[Labeled point records]
········

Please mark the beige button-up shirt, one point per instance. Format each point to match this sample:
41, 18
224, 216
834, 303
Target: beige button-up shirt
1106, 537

········

Find each line in the items above that contains the word "beige" and copy those lines out.

Please mark the beige button-up shirt, one point per instance. Format each point to match this sample:
Target: beige button-up shirt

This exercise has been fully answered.